--- Start QUOTED TEXT ---

# Primary School Tutor



## skotrds (Jan 3, 2010)

Hello I am looking for some recommendations on a primary school tutor in reach of the Greens / Marina area. We're looking for someone around the Grade III scale. Thanks for any suggestions!!!!!


----------



## Elphaba (Jan 24, 2008)

skotrds said:


> Hello I am looking for some recommendations on a primary school tutor in reach of the Greens / Marina area. We're looking for someone around the Grade III scale. Thanks for any suggestions!!!!!



Have a look in the classifieds. There is an ad for a personal tutor who may be able to assist. Might be worth emailing her.

-


----------



## mrbig (Sep 10, 2009)

my wife had this made available to her through her work. They found the tutor, set up a meeting time, and brought them to the house to work with my son. so you might want to check out and see if your work offers this.

you can use dubizzle and search for tutors, this is one I found with a quick search

Dubizzle.com - Dubai Jobs - Jobs Wanted - Recent graduate available to tutor for British Primary/Secondary School Curriculum


----------



## skotrds (Jan 3, 2010)

Thanks for the leads. I've seen and emailed a few adverts but had no replies yet. I'll try the one from Dubizzle. 

Recommendations from anyone experienced with a tutor certainly help; trusting part of my son's education to a 'stranger' makes me slightly nervous as we're using a 'distance' programme at the moment because entering the UAE education system is a nightmare (transfer documents that we just can't get!!!)

Thanks!


----------



## mrbig (Sep 10, 2009)

Want to talk about a nightmare, try having a child with a disability like Autism or MS, ect... Dubai is horrible with special education. But I suppose everyone has thier own story.

Goodluck mate, hope you find what you are after. Try Elphaba's person in the classifieds as I have heard she is a great tutor.


----------



## skotrds (Jan 3, 2010)

Thanks MB I will be sure to call the Tutor today! The Emirates can be a challenge to live in that's for sure! Though it has a charm at times. Appreciate the quick responses! Best of luck!


----------

--- End QUOTED TEXT ---

§ INSTRUCTION A
Reproduce the whole forum thread about finding a primary school tutor without any changes.

--- Start SUPPLIED DATA ---

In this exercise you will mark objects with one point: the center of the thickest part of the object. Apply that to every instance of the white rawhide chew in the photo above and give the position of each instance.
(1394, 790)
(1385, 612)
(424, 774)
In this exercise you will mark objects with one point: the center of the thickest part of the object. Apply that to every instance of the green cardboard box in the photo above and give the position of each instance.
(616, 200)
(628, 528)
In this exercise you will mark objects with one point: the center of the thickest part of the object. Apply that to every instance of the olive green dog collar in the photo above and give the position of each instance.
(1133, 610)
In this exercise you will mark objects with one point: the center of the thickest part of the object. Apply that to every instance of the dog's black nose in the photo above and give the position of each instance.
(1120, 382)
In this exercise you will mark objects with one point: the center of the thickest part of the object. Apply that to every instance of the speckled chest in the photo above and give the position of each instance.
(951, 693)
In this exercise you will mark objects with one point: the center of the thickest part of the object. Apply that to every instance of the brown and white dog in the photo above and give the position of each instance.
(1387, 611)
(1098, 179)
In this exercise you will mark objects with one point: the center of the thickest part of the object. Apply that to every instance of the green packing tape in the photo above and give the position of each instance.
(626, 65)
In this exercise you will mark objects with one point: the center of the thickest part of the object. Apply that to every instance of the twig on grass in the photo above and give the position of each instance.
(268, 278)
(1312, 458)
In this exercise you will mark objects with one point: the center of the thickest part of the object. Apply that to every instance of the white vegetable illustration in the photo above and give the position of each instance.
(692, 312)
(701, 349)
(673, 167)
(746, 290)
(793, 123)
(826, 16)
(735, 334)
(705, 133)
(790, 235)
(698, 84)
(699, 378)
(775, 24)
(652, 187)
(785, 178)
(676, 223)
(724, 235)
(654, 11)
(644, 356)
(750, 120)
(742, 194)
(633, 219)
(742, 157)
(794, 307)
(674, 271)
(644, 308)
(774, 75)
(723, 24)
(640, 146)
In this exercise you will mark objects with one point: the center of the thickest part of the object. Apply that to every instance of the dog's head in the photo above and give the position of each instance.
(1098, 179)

--- End SUPPLIED DATA ---

§ INSTRUCTION B
Rewrite the records from the line containing "of the speckled" through the end of the records, both ends included, swapping "twig on grass" for "stick on lawn" and leaving everything else unchanged. Give only those lines.

§ TASK RESULT A
# Primary School Tutor



## skotrds (Jan 3, 2010)

Hello I am looking for some recommendations on a primary school tutor in reach of the Greens / Marina area. We're looking for someone around the Grade III scale. Thanks for any suggestions!!!!!


----------



## Elphaba (Jan 24, 2008)

skotrds said:


> Hello I am looking for some recommendations on a primary school tutor in reach of the Greens / Marina area. We're looking for someone around the Grade III scale. Thanks for any suggestions!!!!!



Have a look in the classifieds. There is an ad for a personal tutor who may be able to assist. Might be worth emailing her.

-


----------



## mrbig (Sep 10, 2009)

my wife had this made available to her through her work. They found the tutor, set up a meeting time, and brought them to the house to work with my son. so you might want to check out and see if your work offers this.

you can use dubizzle and search for tutors, this is one I found with a quick search

Dubizzle.com - Dubai Jobs - Jobs Wanted - Recent graduate available to tutor for British Primary/Secondary School Curriculum


----------



## skotrds (Jan 3, 2010)

Thanks for the leads. I've seen and emailed a few adverts but had no replies yet. I'll try the one from Dubizzle. 

Recommendations from anyone experienced with a tutor certainly help; trusting part of my son's education to a 'stranger' makes me slightly nervous as we're using a 'distance' programme at the moment because entering the UAE education system is a nightmare (transfer documents that we just can't get!!!)

Thanks!


----------



## mrbig (Sep 10, 2009)

Want to talk about a nightmare, try having a child with a disability like Autism or MS, ect... Dubai is horrible with special education. But I suppose everyone has thier own story.

Goodluck mate, hope you find what you are after. Try Elphaba's person in the classifieds as I have heard she is a great tutor.


----------



## skotrds (Jan 3, 2010)

Thanks MB I will be sure to call the Tutor today! The Emirates can be a challenge to live in that's for sure! Though it has a charm at times. Appreciate the quick responses! Best of luck!


----------

§ TASK RESULT B
In this exercise you will mark objects with one point: the center of the thickest part of the object. Apply that to every instance of the speckled chest in the photo above and give the position of each instance.
(951, 693)
In this exercise you will mark objects with one point: the center of the thickest part of the object. Apply that to every instance of the brown and white dog in the photo above and give the position of each instance.
(1387, 611)
(1098, 179)
In this exercise you will mark objects with one point: the center of the thickest part of the object. Apply that to every instance of the green packing tape in the photo above and give the position of each instance.
(626, 65)
In this exercise you will mark objects with one point: the center of the thickest part of the object. Apply that to every instance of the stick on lawn in the photo above and give the position of each instance.
(268, 278)
(1312, 458)
In this exercise you will mark objects with one point: the center of the thickest part of the object. Apply that to every instance of the white vegetable illustration in the photo above and give the position of each instance.
(692, 312)
(701, 349)
(673, 167)
(746, 290)
(793, 123)
(826, 16)
(735, 334)
(705, 133)
(790, 235)
(698, 84)
(699, 378)
(775, 24)
(652, 187)
(785, 178)
(676, 223)
(724, 235)
(654, 11)
(644, 356)
(750, 120)
(742, 194)
(633, 219)
(742, 157)
(794, 307)
(674, 271)
(644, 308)
(774, 75)
(723, 24)
(640, 146)
In this exercise you will mark objects with one point: the center of the thickest part of the object. Apply that to every instance of the dog's head in the photo above and give the position of each instance.
(1098, 179)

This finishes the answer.